Please convert the stretch of entries from the line containing "Target: bus number 8940" through the end of the entries into a Markdown table with the columns Row and Line, numbering each row and skipping blank lines. Omit the pictures from the table.

start Provided data

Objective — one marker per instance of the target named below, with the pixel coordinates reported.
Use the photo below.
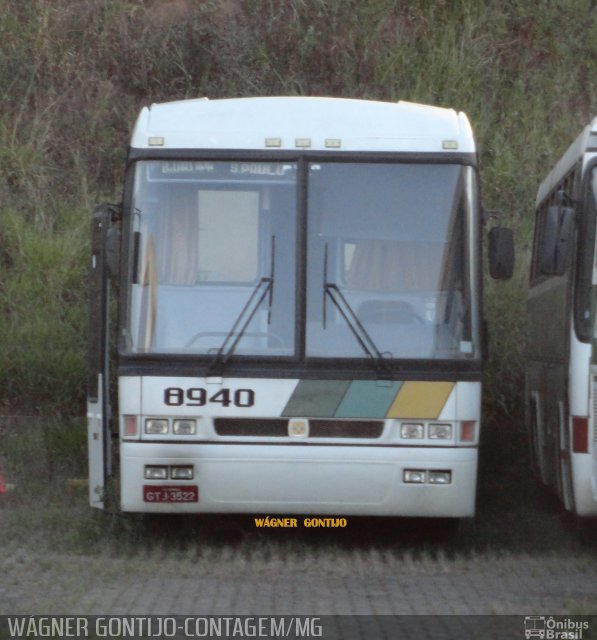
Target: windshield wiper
(245, 317)
(361, 335)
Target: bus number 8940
(198, 397)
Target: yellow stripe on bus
(421, 400)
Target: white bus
(299, 311)
(561, 374)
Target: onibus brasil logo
(548, 628)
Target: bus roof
(584, 143)
(306, 123)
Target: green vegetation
(74, 73)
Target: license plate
(153, 493)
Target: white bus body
(299, 311)
(562, 373)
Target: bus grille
(278, 428)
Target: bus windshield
(388, 261)
(216, 270)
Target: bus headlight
(156, 426)
(184, 427)
(412, 430)
(440, 431)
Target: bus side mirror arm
(501, 253)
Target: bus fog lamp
(440, 477)
(181, 473)
(156, 473)
(184, 427)
(415, 476)
(412, 430)
(440, 431)
(298, 428)
(156, 426)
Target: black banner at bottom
(212, 627)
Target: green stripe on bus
(316, 398)
(368, 399)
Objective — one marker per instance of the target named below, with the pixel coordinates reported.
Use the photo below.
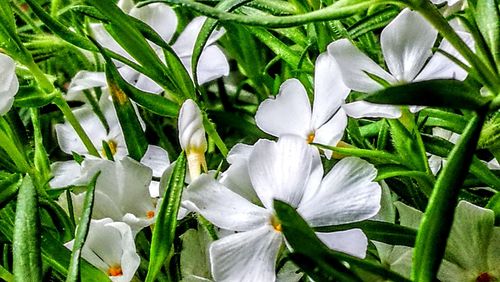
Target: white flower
(8, 83)
(110, 247)
(192, 137)
(212, 64)
(121, 191)
(406, 44)
(291, 171)
(290, 112)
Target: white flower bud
(192, 137)
(8, 83)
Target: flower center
(112, 147)
(276, 224)
(115, 271)
(485, 277)
(310, 137)
(150, 214)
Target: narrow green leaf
(487, 16)
(166, 220)
(60, 29)
(154, 103)
(438, 218)
(374, 21)
(8, 187)
(207, 29)
(434, 93)
(81, 232)
(131, 127)
(385, 232)
(440, 147)
(32, 97)
(26, 241)
(304, 242)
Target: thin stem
(66, 110)
(432, 14)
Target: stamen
(115, 271)
(276, 223)
(310, 137)
(150, 214)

end Provided data

◆ **Written solution**
| Row | Line |
|---|---|
| 1 | Target: bus number 8940 |
| 2 | (198, 397) |
| 3 | Target: yellow stripe on bus |
| 4 | (421, 400) |
| 5 | Target: white bus |
| 6 | (299, 311) |
| 7 | (561, 374) |
| 8 | Target: onibus brasil logo |
| 9 | (548, 628) |
| 10 | Target: bus roof |
| 11 | (584, 143) |
| 12 | (306, 123) |
| 13 | Target: green vegetation |
| 14 | (74, 73) |
| 15 | Target: license plate |
| 16 | (153, 493) |
| 17 | Target: white bus body |
| 18 | (299, 311) |
| 19 | (562, 373) |
| 20 | Target: bus grille |
| 21 | (278, 428) |
| 22 | Target: bus windshield |
| 23 | (388, 261) |
| 24 | (216, 270) |
| 25 | Target: bus headlight |
| 26 | (156, 426) |
| 27 | (184, 427) |
| 28 | (412, 430) |
| 29 | (440, 431) |
| 30 | Target: bus side mirror arm |
| 31 | (501, 253) |
| 32 | Target: bus fog lamp |
| 33 | (440, 477) |
| 34 | (181, 473) |
| 35 | (156, 473) |
| 36 | (184, 427) |
| 37 | (415, 476) |
| 38 | (412, 430) |
| 39 | (440, 431) |
| 40 | (298, 428) |
| 41 | (156, 426) |
| 42 | Target: black banner at bottom |
| 43 | (212, 627) |
| 44 | Target: green stripe on bus |
| 45 | (316, 398) |
| 46 | (368, 399) |
| 47 | Objective — one marker per instance of the target named below, with the pixel coordinates reported. |
| 48 | Use the photo below. |
| 49 | Target: white flower |
| 50 | (8, 83) |
| 51 | (110, 247) |
| 52 | (192, 137) |
| 53 | (212, 64) |
| 54 | (121, 191) |
| 55 | (406, 44) |
| 56 | (291, 171) |
| 57 | (290, 112) |
| 58 | Target: white flower bud |
| 59 | (192, 137) |
| 60 | (8, 83) |
| 61 | Target: flower center |
| 62 | (112, 147) |
| 63 | (276, 224) |
| 64 | (115, 271) |
| 65 | (485, 277) |
| 66 | (310, 137) |
| 67 | (150, 214) |
| 68 | Target: narrow green leaf |
| 69 | (487, 16) |
| 70 | (166, 220) |
| 71 | (60, 29) |
| 72 | (154, 103) |
| 73 | (438, 218) |
| 74 | (374, 21) |
| 75 | (8, 187) |
| 76 | (207, 29) |
| 77 | (434, 93) |
| 78 | (81, 232) |
| 79 | (131, 127) |
| 80 | (385, 232) |
| 81 | (440, 147) |
| 82 | (32, 97) |
| 83 | (26, 241) |
| 84 | (304, 242) |
| 85 | Target: thin stem |
| 86 | (66, 110) |
| 87 | (432, 14) |
| 88 | Target: stamen |
| 89 | (115, 271) |
| 90 | (276, 223) |
| 91 | (310, 137) |
| 92 | (150, 214) |